What you are asked to do » Copy each entry below exactly as it appears.

Records for processing »
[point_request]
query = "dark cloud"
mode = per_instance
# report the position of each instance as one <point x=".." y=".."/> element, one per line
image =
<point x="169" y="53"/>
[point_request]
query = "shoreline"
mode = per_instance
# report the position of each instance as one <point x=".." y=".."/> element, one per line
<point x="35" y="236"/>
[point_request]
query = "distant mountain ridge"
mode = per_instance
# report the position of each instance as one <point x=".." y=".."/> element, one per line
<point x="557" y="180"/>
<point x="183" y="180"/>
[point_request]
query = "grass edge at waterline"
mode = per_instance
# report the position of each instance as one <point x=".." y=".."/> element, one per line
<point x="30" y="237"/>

Task output »
[point_request]
query = "dark cloud"
mode = per_instance
# report the position of each instance as one <point x=".." y=".."/> element, one per line
image =
<point x="169" y="53"/>
[point_request]
query = "shoreline"
mode = per_instance
# report the position of each instance as one <point x=".." y=".."/> element, one per line
<point x="35" y="236"/>
[point_request]
query = "distant mountain ridge"
mode = per_instance
# report the position of each instance as one <point x=".." y=".."/> element, one per line
<point x="557" y="180"/>
<point x="183" y="180"/>
[point_request]
query = "grass edge at waterline"
mode = per_instance
# report the position of each instance as one <point x=".." y=".."/> element, one per line
<point x="30" y="237"/>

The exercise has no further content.